■ Problem to work on:
Each record that follows is to be duplicated exactly, though its pictures are not.

----- Data shown

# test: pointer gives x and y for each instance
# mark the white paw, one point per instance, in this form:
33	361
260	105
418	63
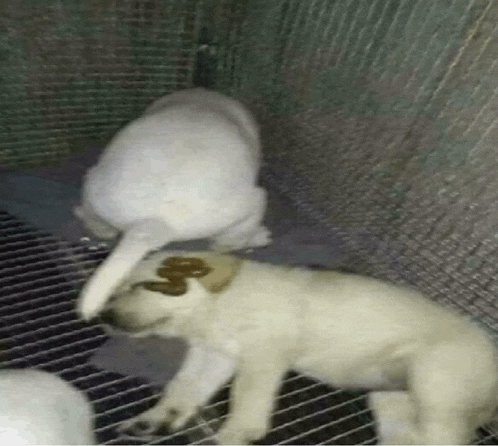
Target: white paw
166	416
242	432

----------

■ Response for this exercise:
# test: pointer gives x and y for each instance
# mark the white paw, one point per instance, in this form:
33	361
260	105
418	63
Target: white paw
166	416
242	432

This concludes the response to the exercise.